STATED EXERCISE —
Render the records below as a two-column CSV headed text and answer, one row per record, with each value in a single quoted field and any line breaks replaced by spaces. Begin at the line that has "Practice. Find the evergreen" and stop after the line that has "pixel 648 151".

[Pointing and labeling entries]
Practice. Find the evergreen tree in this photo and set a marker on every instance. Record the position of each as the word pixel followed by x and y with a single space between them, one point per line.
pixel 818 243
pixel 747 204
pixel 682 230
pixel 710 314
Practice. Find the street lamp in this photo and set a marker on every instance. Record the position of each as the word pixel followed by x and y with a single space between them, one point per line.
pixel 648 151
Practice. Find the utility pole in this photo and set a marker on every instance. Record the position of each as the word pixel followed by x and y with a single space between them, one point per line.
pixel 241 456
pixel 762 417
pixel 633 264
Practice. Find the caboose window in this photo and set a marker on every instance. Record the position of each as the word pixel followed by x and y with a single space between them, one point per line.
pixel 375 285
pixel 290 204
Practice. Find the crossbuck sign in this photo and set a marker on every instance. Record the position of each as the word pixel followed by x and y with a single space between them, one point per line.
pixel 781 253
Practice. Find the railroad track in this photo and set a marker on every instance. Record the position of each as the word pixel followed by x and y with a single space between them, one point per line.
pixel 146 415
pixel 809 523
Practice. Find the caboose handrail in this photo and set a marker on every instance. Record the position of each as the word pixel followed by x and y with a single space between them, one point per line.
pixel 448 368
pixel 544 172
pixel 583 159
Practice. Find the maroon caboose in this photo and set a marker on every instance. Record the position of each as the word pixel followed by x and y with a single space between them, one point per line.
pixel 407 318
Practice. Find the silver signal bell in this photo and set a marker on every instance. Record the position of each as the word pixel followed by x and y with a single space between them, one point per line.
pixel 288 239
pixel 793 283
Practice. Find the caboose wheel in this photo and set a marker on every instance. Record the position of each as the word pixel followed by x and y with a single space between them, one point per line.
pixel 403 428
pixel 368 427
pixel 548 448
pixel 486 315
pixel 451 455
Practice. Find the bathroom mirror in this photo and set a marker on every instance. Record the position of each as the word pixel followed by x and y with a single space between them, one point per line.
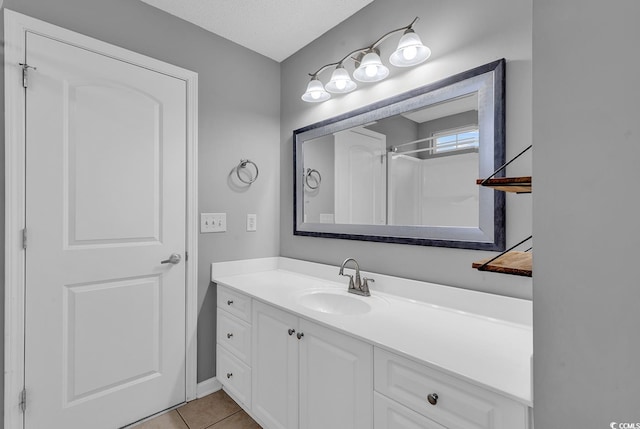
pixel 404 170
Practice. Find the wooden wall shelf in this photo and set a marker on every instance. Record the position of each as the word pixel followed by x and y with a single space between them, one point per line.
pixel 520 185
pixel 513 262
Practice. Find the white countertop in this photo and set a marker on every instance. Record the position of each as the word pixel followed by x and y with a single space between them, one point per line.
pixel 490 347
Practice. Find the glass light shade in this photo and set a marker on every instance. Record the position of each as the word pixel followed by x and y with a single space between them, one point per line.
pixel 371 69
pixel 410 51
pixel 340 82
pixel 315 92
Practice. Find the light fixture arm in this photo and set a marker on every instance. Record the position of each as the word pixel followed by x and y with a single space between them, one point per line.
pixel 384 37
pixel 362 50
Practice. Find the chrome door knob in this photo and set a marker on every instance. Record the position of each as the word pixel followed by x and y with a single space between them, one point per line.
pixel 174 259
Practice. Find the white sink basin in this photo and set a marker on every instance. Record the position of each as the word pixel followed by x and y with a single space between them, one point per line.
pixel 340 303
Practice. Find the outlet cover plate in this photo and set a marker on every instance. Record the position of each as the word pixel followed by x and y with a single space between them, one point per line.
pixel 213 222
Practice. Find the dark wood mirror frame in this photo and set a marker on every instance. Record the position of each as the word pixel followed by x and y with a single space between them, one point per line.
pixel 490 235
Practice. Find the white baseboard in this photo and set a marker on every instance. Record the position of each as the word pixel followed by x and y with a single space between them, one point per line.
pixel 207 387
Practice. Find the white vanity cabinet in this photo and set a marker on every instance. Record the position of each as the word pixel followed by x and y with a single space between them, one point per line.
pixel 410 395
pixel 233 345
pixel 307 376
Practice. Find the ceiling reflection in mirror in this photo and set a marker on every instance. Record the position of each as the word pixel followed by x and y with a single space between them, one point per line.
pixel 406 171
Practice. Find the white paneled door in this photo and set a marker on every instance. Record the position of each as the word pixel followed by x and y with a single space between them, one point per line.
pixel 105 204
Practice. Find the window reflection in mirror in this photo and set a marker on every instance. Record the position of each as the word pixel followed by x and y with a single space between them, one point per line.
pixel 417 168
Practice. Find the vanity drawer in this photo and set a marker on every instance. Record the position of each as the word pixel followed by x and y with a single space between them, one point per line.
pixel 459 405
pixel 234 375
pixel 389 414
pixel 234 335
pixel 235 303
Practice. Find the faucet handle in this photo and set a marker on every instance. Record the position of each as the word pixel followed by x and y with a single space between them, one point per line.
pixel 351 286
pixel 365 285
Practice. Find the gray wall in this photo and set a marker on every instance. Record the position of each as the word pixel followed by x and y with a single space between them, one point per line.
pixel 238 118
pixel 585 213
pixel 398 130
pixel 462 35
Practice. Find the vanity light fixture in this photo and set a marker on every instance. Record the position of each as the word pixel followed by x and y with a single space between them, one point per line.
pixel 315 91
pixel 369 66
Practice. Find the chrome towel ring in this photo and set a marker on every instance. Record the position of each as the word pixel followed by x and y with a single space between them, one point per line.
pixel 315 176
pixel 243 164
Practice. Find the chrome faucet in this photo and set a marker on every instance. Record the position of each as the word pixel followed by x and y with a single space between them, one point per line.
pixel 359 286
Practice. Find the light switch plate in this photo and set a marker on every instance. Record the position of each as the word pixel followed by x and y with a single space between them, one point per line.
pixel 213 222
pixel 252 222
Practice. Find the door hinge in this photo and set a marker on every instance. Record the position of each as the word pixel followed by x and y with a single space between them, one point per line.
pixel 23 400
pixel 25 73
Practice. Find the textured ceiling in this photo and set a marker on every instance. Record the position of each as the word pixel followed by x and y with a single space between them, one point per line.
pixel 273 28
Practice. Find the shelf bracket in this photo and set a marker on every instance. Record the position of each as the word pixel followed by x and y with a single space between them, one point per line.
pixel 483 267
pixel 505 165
...
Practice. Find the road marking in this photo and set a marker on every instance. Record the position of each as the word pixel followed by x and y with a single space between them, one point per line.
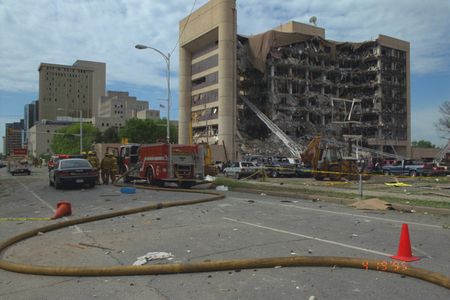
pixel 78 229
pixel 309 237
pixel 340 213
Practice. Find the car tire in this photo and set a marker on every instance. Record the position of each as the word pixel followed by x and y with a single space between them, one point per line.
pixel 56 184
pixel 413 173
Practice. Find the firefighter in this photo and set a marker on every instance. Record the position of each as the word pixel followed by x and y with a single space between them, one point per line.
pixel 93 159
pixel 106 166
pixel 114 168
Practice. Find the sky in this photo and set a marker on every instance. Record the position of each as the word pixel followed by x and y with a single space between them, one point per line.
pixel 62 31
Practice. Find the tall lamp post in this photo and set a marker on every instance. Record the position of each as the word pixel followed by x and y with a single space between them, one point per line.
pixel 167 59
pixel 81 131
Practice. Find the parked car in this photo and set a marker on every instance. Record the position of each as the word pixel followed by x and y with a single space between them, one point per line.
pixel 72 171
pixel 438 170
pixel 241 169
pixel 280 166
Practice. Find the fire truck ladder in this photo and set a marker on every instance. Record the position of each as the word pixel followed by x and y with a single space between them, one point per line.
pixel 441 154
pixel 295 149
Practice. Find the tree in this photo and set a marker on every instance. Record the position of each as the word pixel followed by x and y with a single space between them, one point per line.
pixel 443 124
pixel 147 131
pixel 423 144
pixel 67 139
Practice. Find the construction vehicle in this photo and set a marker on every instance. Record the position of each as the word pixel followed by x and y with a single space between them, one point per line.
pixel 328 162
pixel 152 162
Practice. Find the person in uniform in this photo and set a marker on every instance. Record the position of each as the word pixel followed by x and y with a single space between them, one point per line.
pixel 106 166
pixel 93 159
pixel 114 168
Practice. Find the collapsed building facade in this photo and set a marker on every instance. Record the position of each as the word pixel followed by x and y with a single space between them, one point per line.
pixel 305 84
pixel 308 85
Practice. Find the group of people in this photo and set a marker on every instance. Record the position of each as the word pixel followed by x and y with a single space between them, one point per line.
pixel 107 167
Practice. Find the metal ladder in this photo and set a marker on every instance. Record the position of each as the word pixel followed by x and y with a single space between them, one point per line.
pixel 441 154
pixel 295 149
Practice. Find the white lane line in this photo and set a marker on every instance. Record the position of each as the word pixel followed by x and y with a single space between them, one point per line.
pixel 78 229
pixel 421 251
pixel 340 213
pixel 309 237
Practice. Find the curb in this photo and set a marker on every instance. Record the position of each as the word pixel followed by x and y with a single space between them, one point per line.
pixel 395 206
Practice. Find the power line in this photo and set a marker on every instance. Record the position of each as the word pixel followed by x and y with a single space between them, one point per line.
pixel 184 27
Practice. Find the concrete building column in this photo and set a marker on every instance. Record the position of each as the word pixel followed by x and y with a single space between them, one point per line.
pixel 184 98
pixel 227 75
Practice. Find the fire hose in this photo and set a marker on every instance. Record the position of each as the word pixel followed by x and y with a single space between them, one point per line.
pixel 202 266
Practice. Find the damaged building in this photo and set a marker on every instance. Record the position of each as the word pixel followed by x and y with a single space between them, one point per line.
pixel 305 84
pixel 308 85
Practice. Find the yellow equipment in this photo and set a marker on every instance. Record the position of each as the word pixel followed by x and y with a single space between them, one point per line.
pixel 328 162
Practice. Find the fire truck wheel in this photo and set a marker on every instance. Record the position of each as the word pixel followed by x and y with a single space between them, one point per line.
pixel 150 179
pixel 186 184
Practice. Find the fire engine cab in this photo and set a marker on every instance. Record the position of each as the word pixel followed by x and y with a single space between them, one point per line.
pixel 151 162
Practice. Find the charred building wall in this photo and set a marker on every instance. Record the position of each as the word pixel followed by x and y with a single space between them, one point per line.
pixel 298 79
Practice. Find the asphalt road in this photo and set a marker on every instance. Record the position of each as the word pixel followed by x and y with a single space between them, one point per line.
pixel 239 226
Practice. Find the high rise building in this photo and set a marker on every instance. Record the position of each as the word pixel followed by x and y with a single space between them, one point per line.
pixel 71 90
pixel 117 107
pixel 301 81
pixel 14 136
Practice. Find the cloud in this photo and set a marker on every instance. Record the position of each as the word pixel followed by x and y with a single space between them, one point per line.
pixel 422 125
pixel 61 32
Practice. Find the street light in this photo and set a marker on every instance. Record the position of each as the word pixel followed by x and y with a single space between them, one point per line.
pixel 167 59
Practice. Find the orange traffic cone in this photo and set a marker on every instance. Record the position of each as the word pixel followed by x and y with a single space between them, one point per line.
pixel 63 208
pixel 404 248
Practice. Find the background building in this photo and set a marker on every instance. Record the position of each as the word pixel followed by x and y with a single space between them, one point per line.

WRITTEN RESPONSE —
text,answer
"Practice. Find the evergreen tree in this photo and set a marker on every instance. Record the position of each as the word pixel followed by x and y with a single space between them, one point per line.","pixel 818 243 pixel 747 204 pixel 682 230 pixel 710 314"
"Practice. Find the street lamp in this photo and set a marker on every instance. Record the position of each as the word pixel followed by x and y with a single space between them, one point per line.","pixel 648 151"